Data extract Block Start

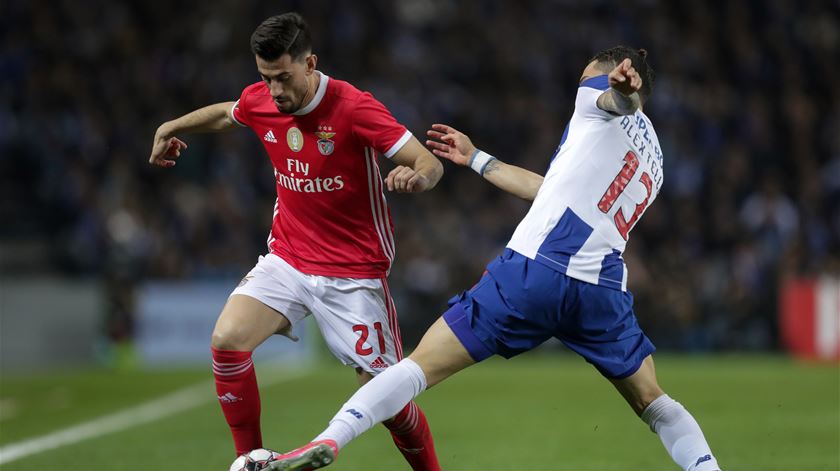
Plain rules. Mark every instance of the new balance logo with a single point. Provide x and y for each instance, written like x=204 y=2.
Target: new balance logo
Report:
x=412 y=451
x=354 y=413
x=379 y=364
x=229 y=398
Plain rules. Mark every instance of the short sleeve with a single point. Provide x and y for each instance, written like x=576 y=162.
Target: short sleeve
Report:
x=374 y=125
x=586 y=103
x=238 y=111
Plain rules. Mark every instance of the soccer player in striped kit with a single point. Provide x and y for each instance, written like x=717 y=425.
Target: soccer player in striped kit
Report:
x=561 y=274
x=331 y=243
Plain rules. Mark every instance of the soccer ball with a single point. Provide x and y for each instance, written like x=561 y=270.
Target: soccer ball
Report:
x=254 y=460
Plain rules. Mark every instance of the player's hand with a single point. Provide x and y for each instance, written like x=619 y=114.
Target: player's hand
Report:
x=624 y=78
x=405 y=180
x=450 y=144
x=165 y=150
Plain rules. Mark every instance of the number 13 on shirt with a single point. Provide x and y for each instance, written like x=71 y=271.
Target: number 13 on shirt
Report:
x=617 y=187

Data extract Block End

Task goal:
Everything in the records except the pictures is to be repeated exactly.

Completed task:
Plain rules. Mark every instance of the new balance logo with a single point. Provide x and y for each instance, written like x=204 y=2.
Target: new balance logo
Report:
x=412 y=451
x=354 y=413
x=379 y=364
x=229 y=398
Plain rules. Mark every instance of the short sleeve with a single point. Provide x and y for each instance, written like x=576 y=162.
Target: short sleeve
Report:
x=374 y=125
x=586 y=103
x=238 y=111
Plain rules. Mark every instance of the soccer player in striped kit with a single point. Provide x and y for each instance, written like x=717 y=425.
Target: soccer player in striped kit
Report:
x=561 y=274
x=331 y=243
Plain rules. Mark every instance of the soccer ball with a single point. Provide x and y for each instance, written like x=561 y=270.
Target: soccer ball
Report:
x=254 y=460
Plain rules. Mark every instance of the player's hand with a single point. Provide x and y for each instance, written like x=619 y=114.
Target: player's hand
Report:
x=624 y=78
x=405 y=180
x=450 y=144
x=165 y=150
Plain rules. Mark every instance of the number 13 on shirt with a single point. Provide x and y for each instance, written like x=71 y=271.
Target: number 13 on shirt
Report:
x=617 y=187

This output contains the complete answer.